# Records:
** Start **
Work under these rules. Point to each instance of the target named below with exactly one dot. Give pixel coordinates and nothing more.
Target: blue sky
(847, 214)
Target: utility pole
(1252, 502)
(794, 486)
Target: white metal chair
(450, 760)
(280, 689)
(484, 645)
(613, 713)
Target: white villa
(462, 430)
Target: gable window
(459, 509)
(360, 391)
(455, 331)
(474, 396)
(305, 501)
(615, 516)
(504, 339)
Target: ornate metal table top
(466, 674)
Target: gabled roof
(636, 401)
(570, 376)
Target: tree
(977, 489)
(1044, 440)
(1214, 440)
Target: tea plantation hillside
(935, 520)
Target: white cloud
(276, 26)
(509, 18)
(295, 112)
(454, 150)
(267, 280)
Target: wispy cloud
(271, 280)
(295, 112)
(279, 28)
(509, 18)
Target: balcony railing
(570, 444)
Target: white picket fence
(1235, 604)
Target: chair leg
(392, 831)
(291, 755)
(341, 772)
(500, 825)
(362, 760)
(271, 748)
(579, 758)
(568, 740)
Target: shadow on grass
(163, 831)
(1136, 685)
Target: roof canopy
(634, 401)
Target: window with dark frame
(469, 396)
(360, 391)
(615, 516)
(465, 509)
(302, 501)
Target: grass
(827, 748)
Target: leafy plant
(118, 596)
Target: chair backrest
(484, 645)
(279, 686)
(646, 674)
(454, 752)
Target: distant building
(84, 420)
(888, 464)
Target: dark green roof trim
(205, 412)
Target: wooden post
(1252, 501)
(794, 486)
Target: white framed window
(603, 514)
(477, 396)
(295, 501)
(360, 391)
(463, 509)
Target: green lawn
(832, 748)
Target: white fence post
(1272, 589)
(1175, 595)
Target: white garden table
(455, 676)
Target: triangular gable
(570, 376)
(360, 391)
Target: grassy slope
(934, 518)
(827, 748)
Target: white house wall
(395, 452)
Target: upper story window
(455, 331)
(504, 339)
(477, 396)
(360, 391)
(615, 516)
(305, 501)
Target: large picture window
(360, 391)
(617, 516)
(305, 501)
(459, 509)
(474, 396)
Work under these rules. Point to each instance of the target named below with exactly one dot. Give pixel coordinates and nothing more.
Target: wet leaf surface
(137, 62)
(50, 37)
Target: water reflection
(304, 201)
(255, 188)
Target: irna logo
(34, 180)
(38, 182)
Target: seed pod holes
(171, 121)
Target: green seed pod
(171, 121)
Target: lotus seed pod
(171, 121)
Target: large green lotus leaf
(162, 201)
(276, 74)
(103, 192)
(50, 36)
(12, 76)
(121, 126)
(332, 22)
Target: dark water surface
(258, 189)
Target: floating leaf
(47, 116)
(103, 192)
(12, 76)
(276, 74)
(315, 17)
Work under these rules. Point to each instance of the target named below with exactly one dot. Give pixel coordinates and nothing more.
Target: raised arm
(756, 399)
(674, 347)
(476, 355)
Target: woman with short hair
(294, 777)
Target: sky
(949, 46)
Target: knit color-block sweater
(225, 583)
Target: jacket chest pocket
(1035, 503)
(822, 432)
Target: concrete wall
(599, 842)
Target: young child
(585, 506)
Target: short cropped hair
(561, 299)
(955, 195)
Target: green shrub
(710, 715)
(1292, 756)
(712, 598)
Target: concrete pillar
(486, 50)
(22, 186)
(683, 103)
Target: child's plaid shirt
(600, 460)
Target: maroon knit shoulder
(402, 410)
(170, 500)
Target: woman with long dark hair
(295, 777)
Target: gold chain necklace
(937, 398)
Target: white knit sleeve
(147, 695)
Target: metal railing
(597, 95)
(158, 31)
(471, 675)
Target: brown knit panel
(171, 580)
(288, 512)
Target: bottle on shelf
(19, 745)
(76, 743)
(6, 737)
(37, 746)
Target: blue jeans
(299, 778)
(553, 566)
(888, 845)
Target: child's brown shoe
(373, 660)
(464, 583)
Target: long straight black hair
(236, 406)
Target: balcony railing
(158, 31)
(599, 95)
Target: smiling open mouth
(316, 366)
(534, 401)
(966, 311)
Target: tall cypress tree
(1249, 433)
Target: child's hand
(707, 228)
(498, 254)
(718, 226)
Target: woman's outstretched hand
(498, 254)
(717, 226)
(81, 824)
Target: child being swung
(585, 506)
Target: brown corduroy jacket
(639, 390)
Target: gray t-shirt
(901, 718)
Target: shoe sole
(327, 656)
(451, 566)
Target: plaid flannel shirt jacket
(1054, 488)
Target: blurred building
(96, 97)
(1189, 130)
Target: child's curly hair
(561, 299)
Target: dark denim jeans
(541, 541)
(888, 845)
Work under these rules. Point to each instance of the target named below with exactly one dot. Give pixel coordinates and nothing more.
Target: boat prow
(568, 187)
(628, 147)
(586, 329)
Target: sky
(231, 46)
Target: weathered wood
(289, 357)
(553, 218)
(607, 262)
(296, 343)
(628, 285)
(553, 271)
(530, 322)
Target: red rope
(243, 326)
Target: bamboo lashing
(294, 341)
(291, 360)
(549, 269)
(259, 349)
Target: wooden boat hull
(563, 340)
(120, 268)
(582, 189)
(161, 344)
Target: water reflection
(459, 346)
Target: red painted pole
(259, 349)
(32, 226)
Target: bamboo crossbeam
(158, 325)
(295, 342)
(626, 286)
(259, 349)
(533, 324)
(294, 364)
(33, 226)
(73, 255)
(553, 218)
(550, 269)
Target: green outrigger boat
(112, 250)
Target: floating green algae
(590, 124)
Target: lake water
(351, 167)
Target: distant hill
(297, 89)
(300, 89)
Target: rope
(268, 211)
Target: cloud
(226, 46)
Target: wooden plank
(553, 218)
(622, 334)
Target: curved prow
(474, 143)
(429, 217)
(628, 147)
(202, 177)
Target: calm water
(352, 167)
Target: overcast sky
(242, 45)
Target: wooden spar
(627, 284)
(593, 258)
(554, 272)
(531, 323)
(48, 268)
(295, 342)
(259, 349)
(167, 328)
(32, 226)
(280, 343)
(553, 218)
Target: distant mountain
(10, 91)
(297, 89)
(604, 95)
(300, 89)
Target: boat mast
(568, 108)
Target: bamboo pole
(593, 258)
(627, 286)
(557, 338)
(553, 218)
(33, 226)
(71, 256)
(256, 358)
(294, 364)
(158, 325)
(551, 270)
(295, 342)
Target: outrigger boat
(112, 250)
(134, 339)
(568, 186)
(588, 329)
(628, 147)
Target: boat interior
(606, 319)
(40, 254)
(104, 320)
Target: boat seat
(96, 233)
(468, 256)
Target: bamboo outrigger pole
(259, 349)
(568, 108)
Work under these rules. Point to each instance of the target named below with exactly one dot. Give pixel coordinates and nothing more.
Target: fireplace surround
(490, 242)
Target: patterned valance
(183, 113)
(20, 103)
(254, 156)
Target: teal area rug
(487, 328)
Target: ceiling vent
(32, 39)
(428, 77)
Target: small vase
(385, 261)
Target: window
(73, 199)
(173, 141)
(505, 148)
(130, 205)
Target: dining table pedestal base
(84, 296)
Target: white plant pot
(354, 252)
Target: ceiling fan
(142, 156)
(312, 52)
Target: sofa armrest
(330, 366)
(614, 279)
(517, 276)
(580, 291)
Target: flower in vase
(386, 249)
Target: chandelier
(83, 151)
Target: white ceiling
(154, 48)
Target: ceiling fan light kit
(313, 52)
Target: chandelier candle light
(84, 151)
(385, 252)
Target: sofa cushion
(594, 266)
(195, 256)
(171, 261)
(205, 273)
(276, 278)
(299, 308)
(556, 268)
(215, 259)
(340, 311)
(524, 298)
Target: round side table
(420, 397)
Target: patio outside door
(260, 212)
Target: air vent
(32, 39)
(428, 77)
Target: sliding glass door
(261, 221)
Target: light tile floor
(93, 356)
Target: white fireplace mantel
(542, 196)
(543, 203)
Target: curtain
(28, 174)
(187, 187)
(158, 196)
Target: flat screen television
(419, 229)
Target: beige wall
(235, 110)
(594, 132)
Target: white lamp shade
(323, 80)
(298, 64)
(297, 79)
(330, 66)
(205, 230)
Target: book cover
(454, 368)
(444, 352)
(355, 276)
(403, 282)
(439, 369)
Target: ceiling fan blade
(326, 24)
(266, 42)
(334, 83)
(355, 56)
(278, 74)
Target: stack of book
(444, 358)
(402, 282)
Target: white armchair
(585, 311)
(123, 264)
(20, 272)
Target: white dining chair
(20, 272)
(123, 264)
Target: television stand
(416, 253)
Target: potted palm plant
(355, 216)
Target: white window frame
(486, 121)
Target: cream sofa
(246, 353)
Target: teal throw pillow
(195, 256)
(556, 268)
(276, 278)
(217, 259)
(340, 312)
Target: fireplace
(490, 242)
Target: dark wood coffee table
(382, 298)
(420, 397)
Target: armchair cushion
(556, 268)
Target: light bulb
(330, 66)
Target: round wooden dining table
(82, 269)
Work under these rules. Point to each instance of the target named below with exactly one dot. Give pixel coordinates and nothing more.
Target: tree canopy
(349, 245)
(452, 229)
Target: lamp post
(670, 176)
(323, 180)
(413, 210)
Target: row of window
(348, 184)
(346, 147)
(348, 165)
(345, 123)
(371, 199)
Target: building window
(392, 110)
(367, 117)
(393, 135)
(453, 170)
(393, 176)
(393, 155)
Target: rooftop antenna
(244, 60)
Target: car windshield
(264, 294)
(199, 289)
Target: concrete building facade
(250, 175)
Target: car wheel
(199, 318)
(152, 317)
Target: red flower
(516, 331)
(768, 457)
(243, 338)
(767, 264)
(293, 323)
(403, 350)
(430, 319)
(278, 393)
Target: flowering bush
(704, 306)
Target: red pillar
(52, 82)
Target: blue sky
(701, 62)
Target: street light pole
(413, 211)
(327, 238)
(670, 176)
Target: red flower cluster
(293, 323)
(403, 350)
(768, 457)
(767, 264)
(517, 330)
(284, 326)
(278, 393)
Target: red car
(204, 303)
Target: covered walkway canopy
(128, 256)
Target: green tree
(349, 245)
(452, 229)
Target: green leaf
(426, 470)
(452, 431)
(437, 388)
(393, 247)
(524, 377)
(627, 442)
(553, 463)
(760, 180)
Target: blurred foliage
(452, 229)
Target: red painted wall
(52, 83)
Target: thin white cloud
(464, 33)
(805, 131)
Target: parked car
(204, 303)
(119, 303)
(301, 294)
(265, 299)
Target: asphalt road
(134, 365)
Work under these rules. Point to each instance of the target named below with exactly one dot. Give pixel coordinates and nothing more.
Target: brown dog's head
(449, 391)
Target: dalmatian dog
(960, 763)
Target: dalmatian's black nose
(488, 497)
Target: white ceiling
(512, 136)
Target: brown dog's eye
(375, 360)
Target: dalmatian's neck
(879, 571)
** End **
Starting with the line that contains "Target: blurred foliage", print each line through the last one in the listing. Include both end lines and add nothing.

Target: blurred foliage
(452, 229)
Target: red painted wall
(52, 83)
Target: thin white cloud
(464, 33)
(805, 131)
Target: parked car
(204, 303)
(119, 303)
(301, 294)
(265, 299)
Target: asphalt road
(134, 365)
Work under these rules. Point to each instance of the target named below with exactly one dot. Give pixel coordinates and nothing more.
Target: brown dog's head
(449, 391)
Target: dalmatian dog
(960, 763)
Target: dalmatian's black nose
(488, 497)
Target: white ceiling
(512, 136)
Target: brown dog's eye
(375, 360)
Target: dalmatian's neck
(879, 571)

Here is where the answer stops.